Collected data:
▬▬▬▬▬▬▬▬▬▬
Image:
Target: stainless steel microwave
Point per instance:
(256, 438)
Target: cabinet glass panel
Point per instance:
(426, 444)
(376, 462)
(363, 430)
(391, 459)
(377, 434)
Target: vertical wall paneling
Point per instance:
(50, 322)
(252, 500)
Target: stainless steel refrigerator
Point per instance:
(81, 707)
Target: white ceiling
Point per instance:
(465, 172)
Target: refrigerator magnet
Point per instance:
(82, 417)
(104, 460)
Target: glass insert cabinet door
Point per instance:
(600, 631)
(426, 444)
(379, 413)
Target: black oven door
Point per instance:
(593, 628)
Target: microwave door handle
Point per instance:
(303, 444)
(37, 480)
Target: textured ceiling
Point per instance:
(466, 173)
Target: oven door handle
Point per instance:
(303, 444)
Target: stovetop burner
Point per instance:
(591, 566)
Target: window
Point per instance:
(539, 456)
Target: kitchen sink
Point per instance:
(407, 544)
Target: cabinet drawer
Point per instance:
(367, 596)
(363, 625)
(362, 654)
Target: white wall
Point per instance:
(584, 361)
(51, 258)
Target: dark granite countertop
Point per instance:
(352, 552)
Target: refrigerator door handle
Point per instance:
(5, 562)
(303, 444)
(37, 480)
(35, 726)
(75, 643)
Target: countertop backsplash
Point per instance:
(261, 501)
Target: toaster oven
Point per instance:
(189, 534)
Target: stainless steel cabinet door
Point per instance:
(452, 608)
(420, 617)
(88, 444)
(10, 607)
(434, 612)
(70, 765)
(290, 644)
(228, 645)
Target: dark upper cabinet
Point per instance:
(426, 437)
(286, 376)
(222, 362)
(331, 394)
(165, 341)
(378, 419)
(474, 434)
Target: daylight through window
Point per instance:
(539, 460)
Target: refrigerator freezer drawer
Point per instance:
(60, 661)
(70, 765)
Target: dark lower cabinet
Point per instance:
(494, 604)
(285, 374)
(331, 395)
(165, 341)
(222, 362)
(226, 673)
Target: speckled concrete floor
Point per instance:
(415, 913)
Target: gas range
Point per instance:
▬▬▬▬▬▬▬▬▬▬
Problem statement:
Reproduce the listing in full. Keep it exactly as written.

Right answer:
Image:
Target: stainless steel microwave
Point per instance:
(256, 438)
Target: cabinet glass panel
Point per instance:
(426, 444)
(376, 462)
(363, 430)
(391, 459)
(377, 434)
Target: vertical wall paneling
Point per instance:
(50, 322)
(252, 500)
Target: stainless steel refrigerator
Point per instance:
(81, 707)
Target: white ceiling
Point per instance:
(465, 172)
Target: refrigerator magnet
Point per instance:
(82, 417)
(104, 460)
Target: glass insert cabinet door
Point per instance:
(600, 631)
(426, 444)
(379, 413)
Target: black oven door
Point per instance:
(593, 628)
Target: microwave door handle
Point per instance:
(303, 444)
(37, 480)
Target: textured ceiling
Point per instance:
(466, 173)
Target: oven door handle
Point per instance:
(303, 444)
Target: stovetop burner
Point per instance:
(591, 566)
Target: window
Point per instance:
(539, 456)
Target: kitchen sink
Point per instance:
(407, 544)
Target: cabinet drawer
Point per instance:
(367, 596)
(363, 625)
(362, 654)
Target: white wall
Point per instance:
(584, 361)
(51, 258)
Target: dark granite countertop
Point per instance:
(352, 552)
Target: refrigerator door handle
Point per instance:
(5, 562)
(303, 444)
(37, 480)
(35, 726)
(75, 643)
Target: countertop backsplash
Point per instance:
(261, 501)
Target: toaster oven
Point per instance:
(189, 534)
Target: stainless steel cabinet door
Point per instance:
(452, 608)
(420, 617)
(88, 444)
(10, 607)
(434, 612)
(70, 765)
(290, 644)
(228, 645)
Target: dark upper cabinet
Point per instance:
(426, 437)
(286, 376)
(222, 362)
(331, 394)
(165, 341)
(378, 419)
(474, 434)
Target: daylight through window
Point per instance:
(539, 460)
Target: refrigerator freezer drawer
Point per instance:
(60, 661)
(70, 765)
Target: dark lower cabinet
Point per instance:
(494, 604)
(285, 374)
(331, 395)
(165, 341)
(222, 362)
(226, 673)
Target: speckled concrete floor
Point per instance:
(415, 913)
Target: gas range
Point per instance:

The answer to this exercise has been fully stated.